> **Directive a**
Pick out each line in the rows below that contains the word "face" and copy it.
----- Source excerpt
I also have a definition of what I think level should ideally represent: the marginal contribution of a person’s influence on the outcome of a company, relative to the counterfactual situation where that person never worked there, adjusted for a specific threshold of risk tolerance.

In other words, you can consider two hypothetical futures for a company: one with a specific person and one without that person. You then have a probability distribution defined over the difference in outcomes. For someone at a very high level, the absolute area under this curve is large—they have a big impact on the company (whether positive or negative). For someone at a lower level, their impact is small.

Someone who is good at their job should hopefully lead to positive impact, but you can certainly adjust this for risk. Perhaps you bring in a CEO who has a 90% chance of tripling the company’s revenue/growth and a 10% chance of leading the company to failure. That might be acceptable for a hypergrowth startup. For a larger and more mature company, you might have a different risk profile.




> A bit of a cynical take (on Hacker News no less) but after being in the industry for a while, my view is that the best definition of “level” is self-referential: it corresponds to the ability of a person to convince others that they are at that level.

I agree on paper that this is a great heuristic, but an employer would be more than happy to pay you a junior or mid compensation while extract senior level contributions from you. I see your point, though, and I agree for the most part.
----------
----- Provided entries
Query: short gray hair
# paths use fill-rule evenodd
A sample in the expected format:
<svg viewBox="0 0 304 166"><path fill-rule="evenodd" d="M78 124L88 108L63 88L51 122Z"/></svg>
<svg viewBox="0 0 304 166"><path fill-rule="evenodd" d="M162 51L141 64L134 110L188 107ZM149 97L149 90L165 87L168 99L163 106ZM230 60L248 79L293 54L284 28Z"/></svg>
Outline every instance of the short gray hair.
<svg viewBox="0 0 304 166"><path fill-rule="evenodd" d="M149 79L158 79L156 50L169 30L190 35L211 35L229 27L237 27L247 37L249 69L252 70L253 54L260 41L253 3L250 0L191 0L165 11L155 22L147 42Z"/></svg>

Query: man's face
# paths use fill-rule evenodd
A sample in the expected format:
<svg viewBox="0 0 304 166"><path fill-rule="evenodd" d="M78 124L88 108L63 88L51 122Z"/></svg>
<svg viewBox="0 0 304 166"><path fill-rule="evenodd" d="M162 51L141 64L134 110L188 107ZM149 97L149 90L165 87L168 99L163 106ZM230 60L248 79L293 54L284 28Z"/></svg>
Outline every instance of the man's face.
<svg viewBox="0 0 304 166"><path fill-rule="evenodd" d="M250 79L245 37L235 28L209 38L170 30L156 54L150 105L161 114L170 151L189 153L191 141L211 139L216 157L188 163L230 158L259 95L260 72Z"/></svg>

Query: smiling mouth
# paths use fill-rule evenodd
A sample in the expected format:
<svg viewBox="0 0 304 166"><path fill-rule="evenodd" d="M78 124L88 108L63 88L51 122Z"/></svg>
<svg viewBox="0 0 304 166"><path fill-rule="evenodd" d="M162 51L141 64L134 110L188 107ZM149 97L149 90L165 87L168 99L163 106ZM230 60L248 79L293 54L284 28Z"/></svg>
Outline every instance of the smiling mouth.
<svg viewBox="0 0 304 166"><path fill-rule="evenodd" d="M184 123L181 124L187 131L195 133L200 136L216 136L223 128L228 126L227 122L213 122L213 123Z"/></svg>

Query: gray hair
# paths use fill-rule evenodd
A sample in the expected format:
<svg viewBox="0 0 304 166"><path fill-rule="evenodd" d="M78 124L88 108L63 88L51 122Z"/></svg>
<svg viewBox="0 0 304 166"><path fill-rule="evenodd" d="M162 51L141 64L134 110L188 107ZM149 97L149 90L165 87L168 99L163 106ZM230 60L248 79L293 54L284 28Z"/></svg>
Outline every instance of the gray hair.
----------
> **Directive b**
Write what comes next in the comment on job levels above, starting after its last sentence.

> **Task result a**
Query: man's face
Outline every instance of the man's face.

> **Task result b**
> In other words, you can consider two hypothetical futures for a company: one with a specific person and one without that person.

This another tricky one - I agree on principal but I have seen this not work out in practice. For example, I have seen very senior people leave suddenly (like no notice period) and the business does not even skip a beat. In some cases, things get more efficient. My point being - employee level and comp sometimes do not map to contribution + business value.

That being said, I observed the above at big companies, where inefficiencies can hide in multiple levels of hierarchy and bureaucratic red tape. Its also why I hate working at big companies.


> an employer would be more than happy to pay you a junior or mid compensation while extract senior level contributions from you.

The problem with this argument is that the level also gets you a seat at tables you otherwise don't get invited to. The places where the decisions get made.

So "senior contribution" is not always possible without having the senior level on paper.


Debatable.

I have seen "senior" people hired from outside that do not make the same level of contributions as some one who is less senior by title and has years of tenure at their current position.

This is super common bc many companies would rather hire from outside instead of promoting from within. Also why there is so much turn over (engineers last for like 2-4 years then move on).


> I agree on paper that this is a great heuristic, but an employer would be more than happy to pay you a junior or mid compensation while extract senior level contributions from you. I see your point, though, and I agree for the most part.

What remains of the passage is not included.